» **Task material**:

--- START ---

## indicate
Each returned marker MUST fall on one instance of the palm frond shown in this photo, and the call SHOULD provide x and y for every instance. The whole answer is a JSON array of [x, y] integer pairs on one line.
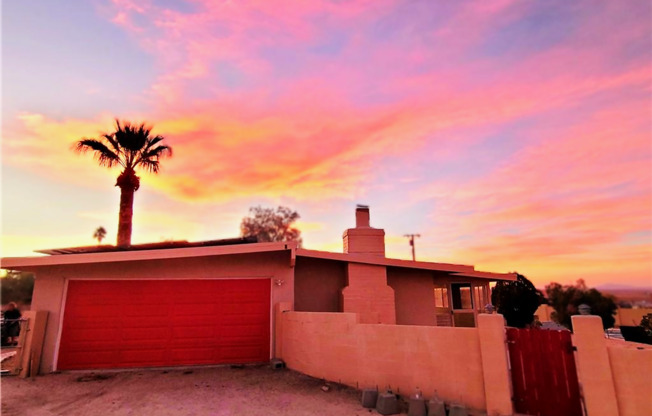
[[104, 155]]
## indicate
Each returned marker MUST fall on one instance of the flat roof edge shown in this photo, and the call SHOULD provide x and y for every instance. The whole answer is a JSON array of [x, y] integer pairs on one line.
[[384, 261], [141, 255]]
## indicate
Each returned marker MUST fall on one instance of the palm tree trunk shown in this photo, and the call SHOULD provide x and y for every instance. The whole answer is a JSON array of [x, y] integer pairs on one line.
[[128, 183], [125, 216]]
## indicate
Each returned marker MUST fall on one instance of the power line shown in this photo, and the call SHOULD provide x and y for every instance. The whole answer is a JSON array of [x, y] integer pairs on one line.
[[411, 237]]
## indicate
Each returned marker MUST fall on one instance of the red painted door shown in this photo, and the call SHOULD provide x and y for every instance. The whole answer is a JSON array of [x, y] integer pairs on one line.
[[154, 323], [544, 376]]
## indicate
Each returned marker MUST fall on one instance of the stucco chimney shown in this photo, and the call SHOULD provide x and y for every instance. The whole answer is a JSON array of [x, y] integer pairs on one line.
[[363, 239]]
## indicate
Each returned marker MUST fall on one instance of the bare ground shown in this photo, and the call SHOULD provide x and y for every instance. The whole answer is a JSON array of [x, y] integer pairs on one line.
[[217, 391]]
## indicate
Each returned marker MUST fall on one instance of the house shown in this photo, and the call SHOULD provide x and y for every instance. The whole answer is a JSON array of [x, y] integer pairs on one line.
[[173, 304]]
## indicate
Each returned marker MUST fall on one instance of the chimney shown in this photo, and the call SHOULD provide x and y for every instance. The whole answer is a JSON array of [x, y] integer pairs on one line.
[[363, 239]]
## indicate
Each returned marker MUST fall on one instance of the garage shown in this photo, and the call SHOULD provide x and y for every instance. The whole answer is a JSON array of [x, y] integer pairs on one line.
[[126, 323]]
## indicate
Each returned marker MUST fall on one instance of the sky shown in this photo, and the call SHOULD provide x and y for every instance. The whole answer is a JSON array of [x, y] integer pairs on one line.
[[512, 135]]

--- END ---

» **Exercise prompt**:
Drop the pictures, then write out everything else in the records exactly.

» **Answer to this problem**:
## indicate
Each returned marker MUST fall on one instance of the palm frond shown in this photo, and the call SHOULD provide x and y for every instance. The whole answer is a JSON array of [x, y] integer pairs on one line.
[[104, 155]]
## indicate
Each returned marker MUST fall on one instance of the flat roof edge shown in this photo, and the call SHOULD provide x and y for every instance. The whole answer is a JSON array of [x, y] integer pairs on one line.
[[384, 261], [141, 255]]
## indicate
Each returned marker MUST fall on one instance of the palm tree trunk shown in this photo, and the call SHOULD provide x and y for every instance. The whole answer is a JSON array of [x, y] integer pairs on one line.
[[128, 183], [125, 216]]
## indicate
Each returned marker MUST fall on one instance of the power line shown in this photo, and the call SHOULD provide x and y for every instance. The whole answer is a JSON array of [x, y] integer pairs on one line.
[[411, 237]]
## indicate
Each returned marker MUST fall on one instance of the red painted door shown in this photo, and the call SHOULD provide x and y for every instance. The whole answer is a JSON array of [x, y] integer pairs on one line.
[[154, 323], [544, 376]]
## indicate
Each returned marker MUST fall on one instance of the stucco chimney shown in this photo, and the call SHOULD provide x and y for every instance. The whole answer is a JSON array of [x, y] integer pairs on one line.
[[363, 239]]
## indicate
Each returned marker MUST fall on one instance of the bare ground shown in this photo, and the call SHOULD provide x and y for every instance. The whole answer is a JSON array of [x, y] integer pairs on one line.
[[217, 391]]
## indicate
Each returned marker MUST fall on one instance of the house shown in this photo, and the call SHOULD provide x and y for every instance. The whole answer is a JSON array of [x, y] integer pairs on one line.
[[173, 304]]
## indicate
Each returned marker MUST fall on one instance of the chimney shown in this photo, and the call SHOULD provide x and y for every instance. The whole answer is a JSON array of [x, y] integer pairs on one line.
[[363, 239]]
## indicate
Each returned marker MUST fall on one instance of the garage shown in this photo, and the call SHOULD provide x and y for every instance. The whole answer is a JSON array of [x, y] integer pairs on one line.
[[126, 323]]
## indicate
Each returned marker MUST fall on one instance of the sky shown in this photo, and the call SHOULD provide x and y for every instance. The whole answer is a JSON array of [x, y] integer pairs on one line.
[[512, 135]]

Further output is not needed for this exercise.